(SUPPLIED PASSAGE begins)

Cranworth was a man of high personal character and strong common-sense. He was a sound lawyer, and an acute and patient judge. He was not a successful speaker in parliament; but, though destitute of eloquence and wit, his speeches were always listened to with respect. Owing to his extreme caution and timidity, Cranworth failed as a law reformer. He had ‘an unhappy knack, though always with the best intentions, of making exactly such proposals for their amendment as would entirely defeat the operation of some of Lord Westbury's most masterly measures’ (Law Magazine and Review, 1873, p. 724). Few men enjoyed greater personal popularity. Lord Campbell declares ‘there never lived a better man than Rolfe’ (Life of John, Lord Campbell, ii. 125); while Greville says: ‘Nobody is so agreeable as Rolfe—a clear head, vivacity, information, an extraordinary pleasantness of manner without being soft or affected, extreme good humour, cheerfulness, and tact make his society on the whole as attractive as that of anybody I ever met’ (Memoirs, 2nd part, 1885, ii. 265).

There is an oil portrait of Cranworth by George Richmond, R.A., in the National Portrait Gallery. A crayon drawing of Cranworth by the same artist has been engraved by Francis Holl.

(SUPPLIED PASSAGE ends)
(RECORDS begins)

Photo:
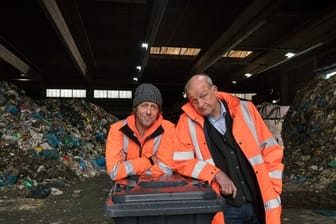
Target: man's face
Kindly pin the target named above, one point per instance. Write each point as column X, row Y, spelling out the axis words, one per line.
column 146, row 113
column 202, row 97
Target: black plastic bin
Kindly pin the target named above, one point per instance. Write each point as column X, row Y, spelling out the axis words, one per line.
column 162, row 200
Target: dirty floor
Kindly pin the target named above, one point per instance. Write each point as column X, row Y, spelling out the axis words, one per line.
column 84, row 203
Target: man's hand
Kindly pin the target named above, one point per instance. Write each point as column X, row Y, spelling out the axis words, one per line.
column 226, row 186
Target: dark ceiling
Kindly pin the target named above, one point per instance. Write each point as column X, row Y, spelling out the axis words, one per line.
column 97, row 43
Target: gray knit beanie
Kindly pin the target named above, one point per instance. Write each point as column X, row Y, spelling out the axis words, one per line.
column 147, row 92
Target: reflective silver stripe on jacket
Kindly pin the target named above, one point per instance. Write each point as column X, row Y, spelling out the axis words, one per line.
column 192, row 131
column 129, row 168
column 275, row 174
column 198, row 168
column 249, row 120
column 256, row 160
column 183, row 155
column 125, row 140
column 164, row 168
column 113, row 172
column 273, row 203
column 157, row 140
column 268, row 143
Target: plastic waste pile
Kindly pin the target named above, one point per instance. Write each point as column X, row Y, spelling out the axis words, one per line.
column 49, row 141
column 309, row 136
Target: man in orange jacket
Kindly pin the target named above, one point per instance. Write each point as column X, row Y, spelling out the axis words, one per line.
column 224, row 140
column 143, row 142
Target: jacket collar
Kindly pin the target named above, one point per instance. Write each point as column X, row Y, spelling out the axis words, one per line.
column 131, row 124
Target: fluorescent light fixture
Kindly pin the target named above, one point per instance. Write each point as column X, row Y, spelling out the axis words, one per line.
column 174, row 51
column 248, row 75
column 144, row 45
column 330, row 74
column 289, row 54
column 138, row 68
column 236, row 54
column 24, row 80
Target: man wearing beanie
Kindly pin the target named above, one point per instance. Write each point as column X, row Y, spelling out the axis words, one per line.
column 143, row 142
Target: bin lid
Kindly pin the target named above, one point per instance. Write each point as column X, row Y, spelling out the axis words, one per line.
column 163, row 188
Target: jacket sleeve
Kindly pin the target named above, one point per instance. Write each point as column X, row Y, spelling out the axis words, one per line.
column 272, row 152
column 117, row 164
column 185, row 159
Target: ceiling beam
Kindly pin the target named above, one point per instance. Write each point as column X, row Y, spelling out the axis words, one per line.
column 13, row 60
column 158, row 9
column 250, row 20
column 56, row 17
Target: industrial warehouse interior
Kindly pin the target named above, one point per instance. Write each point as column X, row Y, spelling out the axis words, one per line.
column 74, row 65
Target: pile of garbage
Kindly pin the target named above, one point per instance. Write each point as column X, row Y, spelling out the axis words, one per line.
column 309, row 136
column 51, row 140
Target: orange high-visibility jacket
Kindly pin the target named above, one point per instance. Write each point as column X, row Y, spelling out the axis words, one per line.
column 193, row 158
column 127, row 155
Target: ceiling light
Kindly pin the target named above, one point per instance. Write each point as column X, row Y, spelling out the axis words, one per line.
column 330, row 74
column 290, row 54
column 23, row 80
column 144, row 45
column 248, row 75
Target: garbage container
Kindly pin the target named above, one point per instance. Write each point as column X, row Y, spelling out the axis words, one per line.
column 165, row 200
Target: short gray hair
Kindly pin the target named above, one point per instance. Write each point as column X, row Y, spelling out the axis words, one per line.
column 200, row 77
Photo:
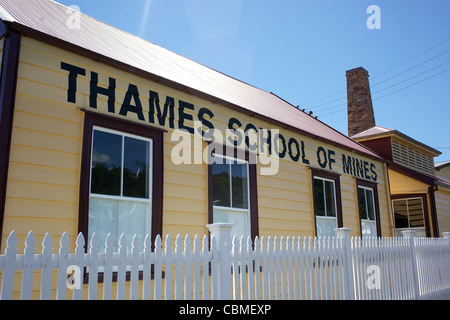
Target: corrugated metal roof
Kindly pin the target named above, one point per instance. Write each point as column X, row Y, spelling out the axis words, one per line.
column 50, row 18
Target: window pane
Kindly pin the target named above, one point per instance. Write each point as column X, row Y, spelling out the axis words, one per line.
column 132, row 220
column 106, row 163
column 400, row 214
column 241, row 223
column 415, row 211
column 362, row 203
column 103, row 220
column 220, row 215
column 330, row 199
column 239, row 186
column 368, row 229
column 319, row 199
column 221, row 185
column 325, row 227
column 136, row 168
column 370, row 205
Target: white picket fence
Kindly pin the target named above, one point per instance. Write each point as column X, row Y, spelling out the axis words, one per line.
column 334, row 268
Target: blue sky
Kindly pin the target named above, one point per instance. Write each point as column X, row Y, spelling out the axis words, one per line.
column 300, row 50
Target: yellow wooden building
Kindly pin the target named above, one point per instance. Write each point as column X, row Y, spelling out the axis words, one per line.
column 104, row 132
column 420, row 197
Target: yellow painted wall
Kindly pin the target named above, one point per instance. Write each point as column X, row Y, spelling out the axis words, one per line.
column 442, row 197
column 44, row 172
column 444, row 173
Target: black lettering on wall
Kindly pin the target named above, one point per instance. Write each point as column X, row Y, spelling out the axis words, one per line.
column 294, row 142
column 161, row 115
column 279, row 137
column 235, row 131
column 322, row 163
column 201, row 116
column 304, row 160
column 132, row 93
column 182, row 116
column 95, row 90
column 251, row 146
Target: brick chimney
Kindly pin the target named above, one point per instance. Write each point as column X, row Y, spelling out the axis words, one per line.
column 359, row 101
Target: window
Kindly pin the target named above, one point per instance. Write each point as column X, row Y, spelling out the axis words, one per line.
column 120, row 199
column 233, row 194
column 369, row 209
column 366, row 204
column 409, row 214
column 121, row 180
column 230, row 194
column 327, row 205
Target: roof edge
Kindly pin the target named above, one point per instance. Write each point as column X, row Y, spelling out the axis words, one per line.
column 65, row 45
column 5, row 16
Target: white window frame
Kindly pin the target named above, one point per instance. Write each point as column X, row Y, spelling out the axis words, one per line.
column 326, row 217
column 420, row 231
column 229, row 160
column 148, row 200
column 374, row 221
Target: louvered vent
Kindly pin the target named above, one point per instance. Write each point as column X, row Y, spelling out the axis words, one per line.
column 412, row 158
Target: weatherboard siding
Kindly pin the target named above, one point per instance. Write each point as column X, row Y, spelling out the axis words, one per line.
column 44, row 172
column 442, row 197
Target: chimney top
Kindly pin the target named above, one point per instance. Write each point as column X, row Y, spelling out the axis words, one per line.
column 359, row 101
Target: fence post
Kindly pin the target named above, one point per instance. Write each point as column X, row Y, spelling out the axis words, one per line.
column 410, row 234
column 344, row 234
column 222, row 234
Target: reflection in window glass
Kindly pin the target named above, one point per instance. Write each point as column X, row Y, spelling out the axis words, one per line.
column 408, row 213
column 120, row 173
column 230, row 194
column 106, row 163
column 367, row 211
column 325, row 206
column 136, row 168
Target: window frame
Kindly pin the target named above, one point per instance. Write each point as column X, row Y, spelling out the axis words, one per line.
column 374, row 187
column 246, row 211
column 227, row 151
column 326, row 175
column 92, row 120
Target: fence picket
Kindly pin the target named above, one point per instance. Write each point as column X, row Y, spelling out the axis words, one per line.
column 27, row 276
column 146, row 269
column 205, row 268
column 178, row 269
column 272, row 268
column 196, row 269
column 187, row 268
column 264, row 280
column 93, row 268
column 63, row 262
column 107, row 270
column 168, row 268
column 121, row 270
column 134, row 283
column 79, row 261
column 250, row 276
column 158, row 269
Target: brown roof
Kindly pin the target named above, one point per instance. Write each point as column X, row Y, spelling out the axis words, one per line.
column 378, row 132
column 46, row 20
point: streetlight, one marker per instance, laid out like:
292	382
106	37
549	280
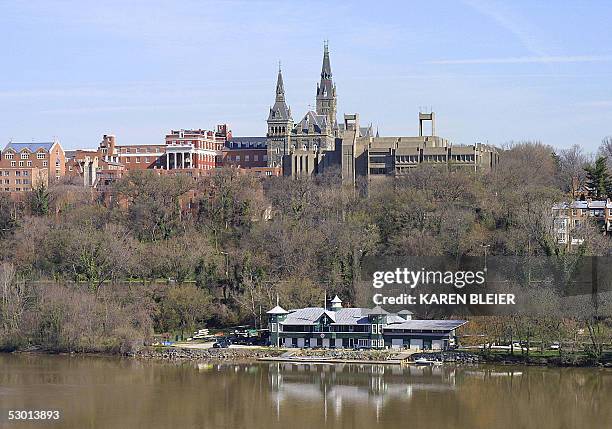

(RECORDS ends)

→ **WORK INSTRUCTIONS**:
a) Retype part of the passage on Cranworth, beginning at the words "There is an" and stopping after the words "by Francis Holl.".
b) Translate this sentence from the passage on Cranworth into Spanish: "He was a sound lawyer, and an acute and patient judge."
c) According to the passage on Cranworth, who engraved the crayon drawing of Cranworth?

→ **RESPONSE LIST**:
a)
There is an oil portrait of Cranworth by George Richmond, R.A., in the National Portrait Gallery. A crayon drawing of Cranworth by the same artist has been engraved by Francis Holl.

b) Era un abogado competente y un juez perspicaz y paciente.

c) Francis Holl